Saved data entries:
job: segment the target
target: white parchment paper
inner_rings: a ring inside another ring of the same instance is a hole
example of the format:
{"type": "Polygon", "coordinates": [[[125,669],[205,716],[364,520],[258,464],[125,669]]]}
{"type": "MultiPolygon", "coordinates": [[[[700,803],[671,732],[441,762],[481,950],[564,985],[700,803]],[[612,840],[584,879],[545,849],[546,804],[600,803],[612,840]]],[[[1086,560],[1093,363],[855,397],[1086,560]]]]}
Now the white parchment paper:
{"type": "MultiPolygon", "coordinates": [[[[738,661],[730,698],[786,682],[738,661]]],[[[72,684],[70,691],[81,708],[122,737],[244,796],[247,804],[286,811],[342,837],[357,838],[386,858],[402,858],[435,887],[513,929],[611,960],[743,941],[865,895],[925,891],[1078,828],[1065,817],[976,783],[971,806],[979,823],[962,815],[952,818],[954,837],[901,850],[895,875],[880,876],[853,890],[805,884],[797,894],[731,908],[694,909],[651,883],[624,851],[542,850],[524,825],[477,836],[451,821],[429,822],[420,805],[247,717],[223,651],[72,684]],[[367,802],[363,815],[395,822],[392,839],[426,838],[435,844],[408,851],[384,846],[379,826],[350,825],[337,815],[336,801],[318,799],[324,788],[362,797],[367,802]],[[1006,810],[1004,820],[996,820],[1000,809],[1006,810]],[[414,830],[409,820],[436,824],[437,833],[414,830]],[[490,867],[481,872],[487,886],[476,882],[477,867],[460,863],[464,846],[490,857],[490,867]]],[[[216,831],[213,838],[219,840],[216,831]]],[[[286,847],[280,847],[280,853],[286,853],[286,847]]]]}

- _What the task requires_: Exact copies of all the entries above are to be printed.

- _Response area_:
job: segment the target
target: white parchment paper
inner_rings: a ring inside another ring of the same instance is a hole
example of the format:
{"type": "Polygon", "coordinates": [[[125,669],[205,716],[364,520],[258,464],[125,669]]]}
{"type": "MultiPolygon", "coordinates": [[[[700,803],[671,732],[441,762],[481,950],[564,985],[700,803]],[[612,840],[584,879],[545,849],[546,804],[600,803],[612,840]]],[[[1086,560],[1093,363],[855,397],[1086,560]]]]}
Now the white parchment paper:
{"type": "MultiPolygon", "coordinates": [[[[738,661],[730,698],[786,682],[738,661]]],[[[72,684],[70,691],[81,708],[122,737],[244,796],[247,804],[286,811],[342,837],[357,838],[386,858],[402,858],[435,887],[513,929],[611,960],[743,941],[865,895],[925,891],[1078,828],[1065,817],[976,783],[971,806],[979,823],[962,815],[952,818],[954,837],[901,850],[895,875],[880,876],[853,890],[805,884],[797,894],[731,908],[694,909],[651,883],[624,851],[542,850],[524,825],[477,836],[451,821],[429,822],[420,805],[247,717],[223,651],[72,684]],[[367,802],[363,815],[395,822],[392,839],[426,838],[435,844],[408,851],[384,846],[379,826],[350,825],[337,815],[336,801],[318,799],[324,788],[362,797],[367,802]],[[1006,810],[1004,820],[996,820],[1000,809],[1006,810]],[[414,830],[409,820],[436,824],[437,833],[414,830]],[[490,867],[481,872],[487,886],[476,882],[477,867],[460,863],[464,846],[490,857],[490,867]]],[[[216,831],[213,838],[219,840],[216,831]]],[[[286,847],[280,847],[280,853],[286,853],[286,847]]]]}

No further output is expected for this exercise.